# 2001 eurovan brake indicator and beeping



## lcjhorvath (May 19, 2009)

my brake indicator will not go away even though the parking brake is NOT engaged. and the van beeps the entire time i drive and it is driving me insane! my husband thought maybe the sensor was stuck under the cover of the parking brake, but that was not the case. also, the windshield wipers, headlights, and AC do not work while this is going on! any ideas? is it electrical? please help!


----------



## dan0954 (Mar 4, 2009)

*Re: 2001 eurovan brake indicator and beeping (lcjhorvath)*

The brake light on my Jetta will also light up if the brake fluid is too low. I don't know if it messes with all the other stuff though.


----------



## lcjhorvath (May 19, 2009)

*Re: 2001 eurovan brake indicator and beeping (dan0954)*

well, we've checked the brake fluid level and that's not the problem...


----------



## 1979type2teach (Sep 16, 2008)

*Re: 2001 eurovan brake indicator and beeping (lcjhorvath)*

Do you have a Bently? Or a wiring diagram?
My guess is that the switch is a "ground out" switch, and somewhere along the line, that wire has gotten frayed and is grounding itself out on the chassis of your van. Hence the constant beeping. Time to do some looking...


----------



## G60Driver (Mar 6, 2002)

*Re: 2001 eurovan brake indicator and beeping (1979type2teach)*

I'm having a somewhat similar problem on my GTI 337. It seems that ONLY when my RECIRC switch (on the HVAC panel) is in the ON position, my brake warning light comes on in the cluster and it beeps at me. When I turn the RECIRC switch OFF, it goes away. Does that sound like a grounding problem too? It's driving me crazy. My A/C also doesn't work at all now, since this happened the first time. HELP!!!


----------

TASK REQUIREMENTS =>
A. Write out the part of the Eurovan thread between "Do you have" and "do some looking...", inclusive.
B. Condense the paragraph in the Eurovan thread that begins "I'm having a somewhat similar problem" into a short bulleted list of its main facts.
The listing after this point comes from a different source.

SUPPLIED MATERIAL =>
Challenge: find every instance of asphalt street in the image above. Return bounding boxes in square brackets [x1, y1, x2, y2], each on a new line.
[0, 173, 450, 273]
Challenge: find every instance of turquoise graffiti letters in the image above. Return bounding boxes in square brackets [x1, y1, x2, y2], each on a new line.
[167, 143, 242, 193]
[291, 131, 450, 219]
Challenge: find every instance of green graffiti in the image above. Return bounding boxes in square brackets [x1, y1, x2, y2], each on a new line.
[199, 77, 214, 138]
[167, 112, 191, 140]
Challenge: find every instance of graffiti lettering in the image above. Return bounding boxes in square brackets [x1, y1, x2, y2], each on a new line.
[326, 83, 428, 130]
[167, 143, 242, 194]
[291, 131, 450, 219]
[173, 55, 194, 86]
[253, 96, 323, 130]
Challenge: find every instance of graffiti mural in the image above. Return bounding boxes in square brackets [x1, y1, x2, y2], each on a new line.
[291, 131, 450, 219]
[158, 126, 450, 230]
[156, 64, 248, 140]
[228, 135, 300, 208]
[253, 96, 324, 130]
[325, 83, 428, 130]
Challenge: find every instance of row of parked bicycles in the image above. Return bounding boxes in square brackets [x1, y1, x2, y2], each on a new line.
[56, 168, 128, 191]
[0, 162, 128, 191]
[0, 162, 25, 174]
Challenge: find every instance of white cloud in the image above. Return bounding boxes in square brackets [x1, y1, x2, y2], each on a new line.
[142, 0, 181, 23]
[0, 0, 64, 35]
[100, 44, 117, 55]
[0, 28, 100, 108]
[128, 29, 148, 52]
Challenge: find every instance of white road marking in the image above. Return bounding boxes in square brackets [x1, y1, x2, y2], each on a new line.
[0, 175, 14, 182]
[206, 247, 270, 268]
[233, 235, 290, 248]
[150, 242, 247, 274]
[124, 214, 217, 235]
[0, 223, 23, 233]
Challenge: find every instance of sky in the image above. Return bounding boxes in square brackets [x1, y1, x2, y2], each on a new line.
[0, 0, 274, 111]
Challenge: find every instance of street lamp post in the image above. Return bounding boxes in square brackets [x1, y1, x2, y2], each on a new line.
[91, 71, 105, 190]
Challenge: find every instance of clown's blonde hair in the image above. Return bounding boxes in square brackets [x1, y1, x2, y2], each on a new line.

THE RESULTS =>
A.
Do you have a Bently? Or a wiring diagram?
My guess is that the switch is a "ground out" switch, and somewhere along the line, that wire has gotten frayed and is grounding itself out on the chassis of your van. Hence the constant beeping. Time to do some looking...

B.
- The poster has a similar problem on a GTI 337.
- The brake warning light comes on in the cluster and beeps only when the RECIRC switch on the HVAC panel is ON.
- Turning the RECIRC switch OFF makes the warning go away.
- The poster asks whether this could also be a grounding problem.
- The A/C has not worked at all since the problem first appeared.